Task objective: Of the records below, reproduce only the span that opens with the line containing "Target: white metal building" and closes with the last line.

Extracted records:

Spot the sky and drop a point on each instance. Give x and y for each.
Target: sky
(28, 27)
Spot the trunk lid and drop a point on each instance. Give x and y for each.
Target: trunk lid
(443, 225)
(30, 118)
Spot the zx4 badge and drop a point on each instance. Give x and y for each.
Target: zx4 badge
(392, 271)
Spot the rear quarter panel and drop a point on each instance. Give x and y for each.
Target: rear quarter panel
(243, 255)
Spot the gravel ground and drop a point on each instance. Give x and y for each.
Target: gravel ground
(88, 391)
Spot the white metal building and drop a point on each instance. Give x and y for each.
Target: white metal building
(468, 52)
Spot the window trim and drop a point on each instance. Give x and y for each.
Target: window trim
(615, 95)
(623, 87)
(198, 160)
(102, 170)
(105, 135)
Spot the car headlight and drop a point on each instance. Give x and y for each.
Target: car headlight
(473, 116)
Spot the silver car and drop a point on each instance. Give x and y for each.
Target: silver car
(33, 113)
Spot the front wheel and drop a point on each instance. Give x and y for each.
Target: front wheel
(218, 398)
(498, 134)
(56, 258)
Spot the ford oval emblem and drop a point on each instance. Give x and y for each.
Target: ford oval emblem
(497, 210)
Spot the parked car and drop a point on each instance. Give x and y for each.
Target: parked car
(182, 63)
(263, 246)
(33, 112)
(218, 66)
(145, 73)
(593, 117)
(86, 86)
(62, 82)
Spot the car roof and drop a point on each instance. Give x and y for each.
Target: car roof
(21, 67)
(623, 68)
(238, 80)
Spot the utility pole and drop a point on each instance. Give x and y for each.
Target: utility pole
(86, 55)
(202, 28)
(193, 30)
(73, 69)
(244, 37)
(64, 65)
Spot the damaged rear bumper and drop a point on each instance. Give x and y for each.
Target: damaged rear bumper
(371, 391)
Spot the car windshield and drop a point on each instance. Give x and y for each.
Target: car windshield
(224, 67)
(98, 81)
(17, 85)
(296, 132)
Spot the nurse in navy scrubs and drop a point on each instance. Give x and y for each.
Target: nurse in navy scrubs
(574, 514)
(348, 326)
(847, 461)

Completed exercise:
Target: white metal building
(468, 52)
Spot the window trim and drop a point on each instance. Give x and y for each.
Target: window trim
(615, 95)
(623, 87)
(198, 160)
(102, 170)
(105, 135)
Spot the car headlight and drop a point on each instance. Give x and y for each.
Target: car headlight
(473, 116)
Spot the silver car and drop a point on each instance. Give x and y for each.
Target: silver car
(33, 113)
Spot the front wheel and drop a point on each instance. Give x and y for each.
Target: front wheel
(218, 398)
(498, 134)
(56, 258)
Spot the ford oval emblem and drop a point on each instance. Give x and y for each.
Target: ford oval emblem
(497, 210)
Spot the parked car and drop a point on each instance. Give x and y for each.
Target: parked car
(182, 63)
(263, 246)
(33, 112)
(218, 66)
(145, 73)
(593, 117)
(86, 86)
(62, 82)
Spot the car roof and drop a point on each instance. Give x and y for each.
Target: car roof
(21, 67)
(623, 68)
(238, 80)
Spot the utility pole and drop a point on each instance. Give x and y for each.
Target: utility pole
(86, 55)
(202, 28)
(193, 30)
(73, 69)
(244, 37)
(64, 65)
Spot the damaged rear bumper and drop a point on each instance. Give x and y for each.
Target: damaged rear bumper
(371, 391)
Spot the car windshield and drop a point on each instance. Give x and y for each.
Target: car windshield
(224, 67)
(98, 81)
(17, 85)
(296, 132)
Spot the nurse in navy scrubs and drop a point on each instance. Give x and y for each.
Target: nurse in navy scrubs
(574, 514)
(348, 326)
(847, 461)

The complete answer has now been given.